• _What is asked_
#1 State whether each statement below agrees with the chapter on Kheer Bhawani. Answer each with yes or no and quote the deciding words of the chapter exactly. (a) The drive to the temple was 14 kms long. (b) Breakfast was at 9.00 AM. (c) The spring turning black is said to warn of disaster.
#2 Extract the passage of the chapter on Kheer Bhawani that opens at the words "As the plan" and ends after the words "at Dal Lake.".

• _Page_
========

Saturday, October 06, 2012

Chapter 11: A Day of Unexpected Adventure..


24-Aug (Fri):
Srinagar
Srinagar
Kheer Bhawani, Dal Lake
8.15 AM
7 PM
96 KMS


As the plan was to spend the whole day (mostly lazing around) woke up later than our last week routine time. But as someone said, share your plans with God, and you will have the best ever way to end the day… the day had something else in store for us. Had breakfast at 8.00 AM and we had to make plans for the day.  Avinash had previous day called us to indicate that he would not be able to make it on time to pick his wife. He was caught in a landslide and it would delay him by a complete day. Considering the blazing sun so early, decided to drop into Kheer Bhawani temple and it would be right time for us to pick Shilpa from Airport. And evening ride on Shikara at Dal Lake.

Amber joined us to Khir Bhawani ( as his plans was to start late to avoid the serpentine traffic at ZOZI LA due to landslides of previous day). Had nice darshan at Khir Bhawani Temple. The drive of 14 kms was a smooth one amidst the granary of Srinagar. The temple spring complex is guarded by military and we had to make and entry into the visitor log book to get an entry. Thousands of devotees offer milk and 'Kheer' to the sacred spring, which magically changes colour, turning black which warns of disaster.  The temple constructed (/renovated ?) almost a century back (http://en.wikipedia.org/wiki/Kheer_Bhawani  and http://gaffarakashmir.com/kheerbhawani.html) still remains a testimony to changing face of Kashmir. Its maintained pretty well too. Covered under the shade of chinar trees, it was a welcome ambience indeed.

========

• _Data provided_
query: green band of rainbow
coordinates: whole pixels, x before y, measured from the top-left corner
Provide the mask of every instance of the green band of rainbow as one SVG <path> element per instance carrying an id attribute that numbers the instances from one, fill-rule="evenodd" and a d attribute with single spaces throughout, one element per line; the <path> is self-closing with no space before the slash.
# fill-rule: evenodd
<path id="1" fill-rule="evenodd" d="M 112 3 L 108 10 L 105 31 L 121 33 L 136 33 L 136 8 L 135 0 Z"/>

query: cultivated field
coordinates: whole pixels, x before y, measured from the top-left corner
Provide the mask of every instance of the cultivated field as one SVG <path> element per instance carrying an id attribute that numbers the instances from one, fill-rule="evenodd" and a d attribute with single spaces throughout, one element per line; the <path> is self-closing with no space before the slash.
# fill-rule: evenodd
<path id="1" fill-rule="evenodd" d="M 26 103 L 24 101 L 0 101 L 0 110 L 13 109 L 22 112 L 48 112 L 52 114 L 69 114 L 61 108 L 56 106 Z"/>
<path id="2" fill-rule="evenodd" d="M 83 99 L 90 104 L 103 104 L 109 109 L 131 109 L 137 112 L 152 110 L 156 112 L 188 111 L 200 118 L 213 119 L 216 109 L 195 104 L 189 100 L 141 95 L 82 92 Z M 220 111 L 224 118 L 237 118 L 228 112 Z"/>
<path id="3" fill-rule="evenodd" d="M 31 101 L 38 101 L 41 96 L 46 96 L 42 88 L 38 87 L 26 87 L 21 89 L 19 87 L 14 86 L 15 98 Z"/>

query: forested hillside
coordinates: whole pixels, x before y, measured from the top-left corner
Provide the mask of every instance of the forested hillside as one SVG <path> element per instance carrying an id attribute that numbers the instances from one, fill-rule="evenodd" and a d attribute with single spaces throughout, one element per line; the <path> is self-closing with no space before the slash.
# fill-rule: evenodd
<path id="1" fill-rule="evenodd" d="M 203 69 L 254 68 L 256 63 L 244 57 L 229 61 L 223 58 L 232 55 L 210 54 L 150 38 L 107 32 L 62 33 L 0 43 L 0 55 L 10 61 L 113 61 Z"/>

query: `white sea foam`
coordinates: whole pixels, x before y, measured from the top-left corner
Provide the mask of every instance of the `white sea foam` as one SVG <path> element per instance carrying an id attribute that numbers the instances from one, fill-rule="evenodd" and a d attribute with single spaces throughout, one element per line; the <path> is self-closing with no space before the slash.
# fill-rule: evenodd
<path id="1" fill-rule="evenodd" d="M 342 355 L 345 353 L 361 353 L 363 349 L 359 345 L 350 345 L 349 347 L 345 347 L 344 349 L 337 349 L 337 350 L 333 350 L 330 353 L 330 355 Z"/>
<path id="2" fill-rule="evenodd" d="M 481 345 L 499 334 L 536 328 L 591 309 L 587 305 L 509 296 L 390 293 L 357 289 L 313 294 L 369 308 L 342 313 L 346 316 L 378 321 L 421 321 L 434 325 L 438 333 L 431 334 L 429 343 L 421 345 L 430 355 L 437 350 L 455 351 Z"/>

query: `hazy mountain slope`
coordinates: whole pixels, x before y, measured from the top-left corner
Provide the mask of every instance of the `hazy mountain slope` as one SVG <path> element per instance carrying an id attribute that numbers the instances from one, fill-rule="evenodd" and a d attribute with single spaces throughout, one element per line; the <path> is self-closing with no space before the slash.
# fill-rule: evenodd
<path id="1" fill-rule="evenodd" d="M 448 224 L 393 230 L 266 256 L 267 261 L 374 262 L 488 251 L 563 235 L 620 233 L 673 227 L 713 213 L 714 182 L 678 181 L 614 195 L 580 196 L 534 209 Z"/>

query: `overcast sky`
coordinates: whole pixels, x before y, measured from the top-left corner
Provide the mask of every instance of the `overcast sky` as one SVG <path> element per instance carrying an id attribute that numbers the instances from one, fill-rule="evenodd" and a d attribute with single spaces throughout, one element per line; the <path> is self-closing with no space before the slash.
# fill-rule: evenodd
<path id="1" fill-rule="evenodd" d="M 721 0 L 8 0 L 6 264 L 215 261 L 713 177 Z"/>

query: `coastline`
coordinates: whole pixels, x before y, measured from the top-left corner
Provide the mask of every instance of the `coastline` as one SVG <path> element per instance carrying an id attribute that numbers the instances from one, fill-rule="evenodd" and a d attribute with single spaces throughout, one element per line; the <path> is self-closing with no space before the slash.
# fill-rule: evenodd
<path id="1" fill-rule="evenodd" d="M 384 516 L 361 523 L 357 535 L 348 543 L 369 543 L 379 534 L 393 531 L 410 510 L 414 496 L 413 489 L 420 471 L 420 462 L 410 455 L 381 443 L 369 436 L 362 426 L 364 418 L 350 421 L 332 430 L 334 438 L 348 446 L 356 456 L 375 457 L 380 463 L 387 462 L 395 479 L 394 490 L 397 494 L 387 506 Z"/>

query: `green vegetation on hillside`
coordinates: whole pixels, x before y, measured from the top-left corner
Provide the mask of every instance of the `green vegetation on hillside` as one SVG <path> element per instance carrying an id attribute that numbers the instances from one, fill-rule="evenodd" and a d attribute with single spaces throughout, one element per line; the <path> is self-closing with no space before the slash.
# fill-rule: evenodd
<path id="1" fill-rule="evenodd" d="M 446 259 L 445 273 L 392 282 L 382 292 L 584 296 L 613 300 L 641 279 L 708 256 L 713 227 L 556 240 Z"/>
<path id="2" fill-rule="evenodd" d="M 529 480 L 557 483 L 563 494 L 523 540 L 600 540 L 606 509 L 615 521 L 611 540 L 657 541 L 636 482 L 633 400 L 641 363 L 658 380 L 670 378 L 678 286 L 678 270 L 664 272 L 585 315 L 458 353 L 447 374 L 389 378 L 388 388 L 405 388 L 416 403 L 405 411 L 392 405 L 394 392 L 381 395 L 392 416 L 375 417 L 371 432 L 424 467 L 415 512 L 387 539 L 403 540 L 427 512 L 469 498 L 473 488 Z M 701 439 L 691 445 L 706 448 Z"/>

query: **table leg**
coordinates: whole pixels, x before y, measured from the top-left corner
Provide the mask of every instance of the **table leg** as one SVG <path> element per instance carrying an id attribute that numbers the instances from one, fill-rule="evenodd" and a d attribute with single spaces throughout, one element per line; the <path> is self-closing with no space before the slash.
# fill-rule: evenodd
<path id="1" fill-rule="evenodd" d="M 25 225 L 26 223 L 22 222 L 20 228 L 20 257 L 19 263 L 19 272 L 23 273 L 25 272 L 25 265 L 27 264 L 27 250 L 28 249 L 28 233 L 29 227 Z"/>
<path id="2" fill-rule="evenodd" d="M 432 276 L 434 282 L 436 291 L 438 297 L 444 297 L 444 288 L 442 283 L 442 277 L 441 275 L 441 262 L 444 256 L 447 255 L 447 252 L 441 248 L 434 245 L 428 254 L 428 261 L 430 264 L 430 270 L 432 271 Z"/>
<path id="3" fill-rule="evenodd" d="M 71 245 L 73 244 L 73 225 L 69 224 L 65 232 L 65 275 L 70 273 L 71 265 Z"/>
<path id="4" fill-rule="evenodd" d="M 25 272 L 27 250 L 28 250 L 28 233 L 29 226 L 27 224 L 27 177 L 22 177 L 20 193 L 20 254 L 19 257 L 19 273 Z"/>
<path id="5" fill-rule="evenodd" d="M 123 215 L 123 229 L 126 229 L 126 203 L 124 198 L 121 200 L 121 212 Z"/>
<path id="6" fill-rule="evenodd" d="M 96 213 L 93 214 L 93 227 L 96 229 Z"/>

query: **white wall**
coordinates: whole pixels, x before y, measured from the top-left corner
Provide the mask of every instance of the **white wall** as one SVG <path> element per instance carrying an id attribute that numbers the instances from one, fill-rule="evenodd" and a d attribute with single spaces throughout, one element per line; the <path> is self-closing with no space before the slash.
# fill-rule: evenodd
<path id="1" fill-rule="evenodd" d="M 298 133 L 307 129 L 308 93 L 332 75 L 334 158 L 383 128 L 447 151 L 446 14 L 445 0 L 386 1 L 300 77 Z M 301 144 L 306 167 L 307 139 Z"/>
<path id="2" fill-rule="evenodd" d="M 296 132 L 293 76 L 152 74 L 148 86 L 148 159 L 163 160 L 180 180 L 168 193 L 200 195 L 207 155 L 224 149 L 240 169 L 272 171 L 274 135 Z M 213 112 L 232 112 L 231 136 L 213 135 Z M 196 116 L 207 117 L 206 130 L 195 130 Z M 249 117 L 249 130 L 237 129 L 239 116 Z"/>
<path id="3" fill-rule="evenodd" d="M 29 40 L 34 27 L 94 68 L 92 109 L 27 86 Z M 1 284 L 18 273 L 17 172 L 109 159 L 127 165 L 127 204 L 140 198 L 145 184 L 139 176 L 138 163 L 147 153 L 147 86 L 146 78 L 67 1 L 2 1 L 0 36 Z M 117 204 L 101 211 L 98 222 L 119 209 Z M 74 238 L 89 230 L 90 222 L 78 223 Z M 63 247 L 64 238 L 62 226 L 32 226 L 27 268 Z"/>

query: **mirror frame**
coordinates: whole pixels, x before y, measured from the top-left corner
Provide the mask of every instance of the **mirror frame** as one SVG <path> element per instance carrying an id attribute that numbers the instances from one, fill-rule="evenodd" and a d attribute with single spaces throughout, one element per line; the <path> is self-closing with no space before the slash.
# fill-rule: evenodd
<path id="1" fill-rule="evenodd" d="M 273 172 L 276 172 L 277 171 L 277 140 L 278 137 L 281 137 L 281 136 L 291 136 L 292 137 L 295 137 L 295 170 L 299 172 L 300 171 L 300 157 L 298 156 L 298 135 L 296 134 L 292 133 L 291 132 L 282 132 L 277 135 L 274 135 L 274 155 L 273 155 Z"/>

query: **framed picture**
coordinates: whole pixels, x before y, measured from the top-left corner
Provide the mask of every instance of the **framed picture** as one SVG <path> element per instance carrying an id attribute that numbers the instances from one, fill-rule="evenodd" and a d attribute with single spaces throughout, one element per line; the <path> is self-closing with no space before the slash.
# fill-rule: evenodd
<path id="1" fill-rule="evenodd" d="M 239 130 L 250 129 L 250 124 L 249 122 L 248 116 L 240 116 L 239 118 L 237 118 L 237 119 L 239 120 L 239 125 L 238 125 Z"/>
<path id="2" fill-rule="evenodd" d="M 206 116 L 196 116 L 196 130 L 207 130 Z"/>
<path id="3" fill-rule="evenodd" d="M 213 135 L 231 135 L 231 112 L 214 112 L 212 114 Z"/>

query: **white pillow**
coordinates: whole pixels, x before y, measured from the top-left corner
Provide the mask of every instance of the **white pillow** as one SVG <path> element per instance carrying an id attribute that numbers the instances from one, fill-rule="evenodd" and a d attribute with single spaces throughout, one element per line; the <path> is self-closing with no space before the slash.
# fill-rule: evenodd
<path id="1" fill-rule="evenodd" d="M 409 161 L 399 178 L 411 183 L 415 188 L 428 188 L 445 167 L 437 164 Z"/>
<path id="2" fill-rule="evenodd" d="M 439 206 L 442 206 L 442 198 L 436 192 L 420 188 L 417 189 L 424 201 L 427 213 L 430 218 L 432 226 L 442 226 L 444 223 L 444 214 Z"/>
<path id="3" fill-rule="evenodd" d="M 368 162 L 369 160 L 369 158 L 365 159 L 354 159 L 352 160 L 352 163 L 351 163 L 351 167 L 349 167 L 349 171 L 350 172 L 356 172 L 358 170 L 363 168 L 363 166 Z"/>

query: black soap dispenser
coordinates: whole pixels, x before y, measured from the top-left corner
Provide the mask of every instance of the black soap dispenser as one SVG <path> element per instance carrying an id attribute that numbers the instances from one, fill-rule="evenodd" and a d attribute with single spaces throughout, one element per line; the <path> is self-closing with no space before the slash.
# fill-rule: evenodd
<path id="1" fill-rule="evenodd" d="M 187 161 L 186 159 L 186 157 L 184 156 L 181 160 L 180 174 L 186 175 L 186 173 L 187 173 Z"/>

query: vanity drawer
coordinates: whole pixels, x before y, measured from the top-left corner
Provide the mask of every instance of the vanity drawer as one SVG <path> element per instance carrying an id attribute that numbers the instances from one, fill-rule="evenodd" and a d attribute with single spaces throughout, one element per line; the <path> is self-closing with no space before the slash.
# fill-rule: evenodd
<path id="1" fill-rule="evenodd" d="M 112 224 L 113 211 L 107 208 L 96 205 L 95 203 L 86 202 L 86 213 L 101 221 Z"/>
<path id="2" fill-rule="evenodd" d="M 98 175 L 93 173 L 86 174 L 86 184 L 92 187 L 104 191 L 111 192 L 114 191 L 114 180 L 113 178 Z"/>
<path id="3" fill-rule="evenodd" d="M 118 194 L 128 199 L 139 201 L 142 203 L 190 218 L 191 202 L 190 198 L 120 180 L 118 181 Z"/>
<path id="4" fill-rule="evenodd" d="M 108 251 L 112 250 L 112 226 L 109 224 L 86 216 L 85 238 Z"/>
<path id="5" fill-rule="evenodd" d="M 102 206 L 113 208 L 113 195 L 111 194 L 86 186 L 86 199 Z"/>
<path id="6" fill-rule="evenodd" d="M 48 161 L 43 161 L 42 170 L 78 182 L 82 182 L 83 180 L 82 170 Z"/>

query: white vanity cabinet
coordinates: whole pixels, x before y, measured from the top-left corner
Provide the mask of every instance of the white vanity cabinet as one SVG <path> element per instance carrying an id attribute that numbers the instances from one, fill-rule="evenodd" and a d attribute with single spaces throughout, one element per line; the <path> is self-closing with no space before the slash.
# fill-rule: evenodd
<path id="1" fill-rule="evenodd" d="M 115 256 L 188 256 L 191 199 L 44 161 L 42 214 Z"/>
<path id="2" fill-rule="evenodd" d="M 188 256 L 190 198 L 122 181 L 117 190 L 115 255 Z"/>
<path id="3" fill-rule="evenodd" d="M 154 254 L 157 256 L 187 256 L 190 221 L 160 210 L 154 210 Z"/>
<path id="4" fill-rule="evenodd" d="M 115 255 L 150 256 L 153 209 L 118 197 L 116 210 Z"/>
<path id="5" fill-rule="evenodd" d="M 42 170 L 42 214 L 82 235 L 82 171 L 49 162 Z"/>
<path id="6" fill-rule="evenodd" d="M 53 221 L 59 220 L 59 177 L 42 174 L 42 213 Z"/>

========

• _Responses by task_
#1
(a) Yes: "The drive of 14 kms was a smooth one amidst the granary of Srinagar."
(b) No: "Had breakfast at 8.00 AM"
(c) Yes: "turning black which warns of disaster"

#2
As the plan was to spend the whole day (mostly lazing around) woke up later than our last week routine time. But as someone said, share your plans with God, and you will have the best ever way to end the day… the day had something else in store for us. Had breakfast at 8.00 AM and we had to make plans for the day.  Avinash had previous day called us to indicate that he would not be able to make it on time to pick his wife. He was caught in a landslide and it would delay him by a complete day. Considering the blazing sun so early, decided to drop into Kheer Bhawani temple and it would be right time for us to pick Shilpa from Airport. And evening ride on Shikara at Dal Lake.